STATED TASK -
Give the items below as a two-column CSV with the headers text and answer, one row per item. Put each item's text and its answer in its own quoted field, replacing line breaks with spaces.

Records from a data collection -
= = = = =

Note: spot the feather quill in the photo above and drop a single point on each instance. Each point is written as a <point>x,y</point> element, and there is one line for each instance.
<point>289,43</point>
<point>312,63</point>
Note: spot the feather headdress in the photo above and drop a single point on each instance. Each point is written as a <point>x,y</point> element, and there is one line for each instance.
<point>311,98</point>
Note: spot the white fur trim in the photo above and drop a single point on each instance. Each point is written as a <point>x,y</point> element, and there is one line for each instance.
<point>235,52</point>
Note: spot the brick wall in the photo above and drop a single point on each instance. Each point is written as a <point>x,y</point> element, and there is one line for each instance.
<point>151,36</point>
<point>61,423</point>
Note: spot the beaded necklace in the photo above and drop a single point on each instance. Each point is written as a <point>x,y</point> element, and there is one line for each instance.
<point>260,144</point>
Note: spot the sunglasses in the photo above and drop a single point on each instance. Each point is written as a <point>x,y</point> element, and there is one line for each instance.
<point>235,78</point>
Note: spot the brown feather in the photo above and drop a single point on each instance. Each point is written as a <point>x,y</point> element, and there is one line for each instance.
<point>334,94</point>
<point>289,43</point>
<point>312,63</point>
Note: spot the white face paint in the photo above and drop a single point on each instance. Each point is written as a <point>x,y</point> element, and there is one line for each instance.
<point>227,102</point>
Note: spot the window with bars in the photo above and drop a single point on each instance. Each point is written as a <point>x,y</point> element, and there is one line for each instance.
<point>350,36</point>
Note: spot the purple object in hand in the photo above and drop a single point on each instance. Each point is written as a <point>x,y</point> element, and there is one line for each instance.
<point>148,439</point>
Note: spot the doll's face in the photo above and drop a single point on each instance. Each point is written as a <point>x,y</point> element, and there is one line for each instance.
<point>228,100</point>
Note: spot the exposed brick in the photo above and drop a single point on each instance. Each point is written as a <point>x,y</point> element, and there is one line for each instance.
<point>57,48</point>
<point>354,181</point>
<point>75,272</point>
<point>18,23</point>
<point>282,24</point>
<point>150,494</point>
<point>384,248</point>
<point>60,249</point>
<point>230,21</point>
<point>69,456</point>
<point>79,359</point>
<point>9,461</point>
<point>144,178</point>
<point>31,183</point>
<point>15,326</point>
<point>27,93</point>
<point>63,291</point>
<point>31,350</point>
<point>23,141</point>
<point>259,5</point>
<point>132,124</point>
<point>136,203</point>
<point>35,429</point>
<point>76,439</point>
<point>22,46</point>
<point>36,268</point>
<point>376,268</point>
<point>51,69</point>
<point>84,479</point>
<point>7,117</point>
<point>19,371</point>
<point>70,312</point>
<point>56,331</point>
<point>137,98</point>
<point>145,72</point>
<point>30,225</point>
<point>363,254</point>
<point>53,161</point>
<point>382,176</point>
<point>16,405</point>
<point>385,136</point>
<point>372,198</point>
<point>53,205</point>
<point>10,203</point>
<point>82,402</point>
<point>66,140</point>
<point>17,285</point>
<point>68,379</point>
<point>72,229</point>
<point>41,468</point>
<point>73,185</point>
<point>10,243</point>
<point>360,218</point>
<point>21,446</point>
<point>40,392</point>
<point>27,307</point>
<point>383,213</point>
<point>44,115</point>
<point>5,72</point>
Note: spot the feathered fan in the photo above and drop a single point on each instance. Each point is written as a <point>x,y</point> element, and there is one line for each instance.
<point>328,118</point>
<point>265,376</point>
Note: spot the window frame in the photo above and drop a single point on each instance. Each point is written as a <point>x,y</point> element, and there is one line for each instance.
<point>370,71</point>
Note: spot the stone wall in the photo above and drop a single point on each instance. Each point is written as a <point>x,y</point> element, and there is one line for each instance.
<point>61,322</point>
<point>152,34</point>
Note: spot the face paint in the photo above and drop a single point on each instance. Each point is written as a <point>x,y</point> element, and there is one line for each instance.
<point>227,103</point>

= = = = =

RESULT OF THE TASK -
text,answer
"Note: spot the feather quill in the photo above and drop a single point on each instance. Each point is written as a <point>x,y</point> element, and there is one line for each instance.","<point>289,43</point> <point>312,63</point>"
"Note: spot the feather headdress in the photo above and drop a single point on each instance. Each point is written as a <point>x,y</point> element, and there is one line for each instance.","<point>311,98</point>"
"Note: spot the white fur trim in the photo above and drop a single point on each instance. Each point is written as a <point>x,y</point> element, and there is one line for each instance.","<point>235,52</point>"
"Note: spot the brick wall in the photo above and drop a single point on each instance. Each point is written as a <point>x,y</point> element, and there is one line for each instance.","<point>151,36</point> <point>61,423</point>"
"Note: spot the beaded necklace in the photo above and drop a single point on each instance. Each point is written as a <point>x,y</point> element, and there is one line for each instance.","<point>260,144</point>"
"Note: spot the sunglasses in the photo above and drop a single point on each instance. Each point is written as a <point>x,y</point> element, and there is one line for each instance.","<point>235,78</point>"
"Note: spot the brown feather in the photo above and drop a single point on each instance. Each point is written as a <point>x,y</point> element, and there is one line for each instance.","<point>334,94</point> <point>289,43</point> <point>312,63</point>"
"Note: spot the white face paint in the photo above and drop a single point on each instance. Each point is written as a <point>x,y</point> element, and there is one line for each instance.","<point>227,102</point>"
"Note: spot the window with bars in the photo above and drop a single point on each instance. Each point is written as a <point>x,y</point> element, and there is one line for each instance.","<point>350,36</point>"
"Note: spot the purple object in hand in the photo above and drop a single point on each instance. Each point is written as a <point>x,y</point> element, and there is one line for each instance.","<point>148,439</point>"
"Note: spot the doll's face in the photo above and drop a single point on each instance. Each point is written as a <point>x,y</point> element, and there is one line for each instance.","<point>228,100</point>"
"Note: spot the exposed brick in the photo above and drop a single point on each instance. Each point is written as a <point>x,y</point> element, and there is one line for each instance.","<point>57,48</point> <point>354,181</point> <point>75,272</point> <point>18,23</point> <point>282,24</point> <point>150,494</point> <point>384,248</point> <point>60,249</point> <point>230,21</point> <point>69,456</point> <point>79,359</point> <point>9,461</point> <point>144,178</point> <point>31,183</point> <point>15,326</point> <point>27,93</point> <point>63,291</point> <point>31,350</point> <point>23,141</point> <point>259,5</point> <point>132,124</point> <point>136,203</point> <point>35,429</point> <point>76,439</point> <point>22,46</point> <point>36,268</point> <point>376,268</point> <point>51,69</point> <point>84,479</point> <point>7,117</point> <point>19,371</point> <point>70,312</point> <point>56,331</point> <point>137,98</point> <point>145,72</point> <point>30,225</point> <point>363,254</point> <point>53,161</point> <point>382,176</point> <point>16,405</point> <point>385,136</point> <point>372,198</point> <point>53,205</point> <point>10,203</point> <point>82,402</point> <point>66,140</point> <point>17,285</point> <point>68,379</point> <point>72,229</point> <point>41,468</point> <point>73,185</point> <point>10,243</point> <point>360,218</point> <point>21,446</point> <point>40,392</point> <point>27,307</point> <point>383,213</point> <point>44,115</point> <point>5,72</point>"
"Note: spot the feathered fan in the photo above and drop a single point on each instance. Each point is written as a <point>x,y</point> element, and there is one line for each instance.","<point>328,118</point> <point>265,376</point>"
"Note: spot the window frame in the photo above and drop a single point on each instance. Each point is written as a <point>x,y</point> element, and there is one line for each instance.","<point>370,71</point>"
"Note: spot the stone wall in the photo above and drop a single point on each instance. Each point is written as a <point>x,y</point> element, and there is one line for each instance.","<point>61,322</point> <point>152,34</point>"
"Note: spot the face paint in the photo above and drop a single point on each instance. Each point is written as a <point>x,y</point> element, and there is one line for each instance.","<point>227,103</point>"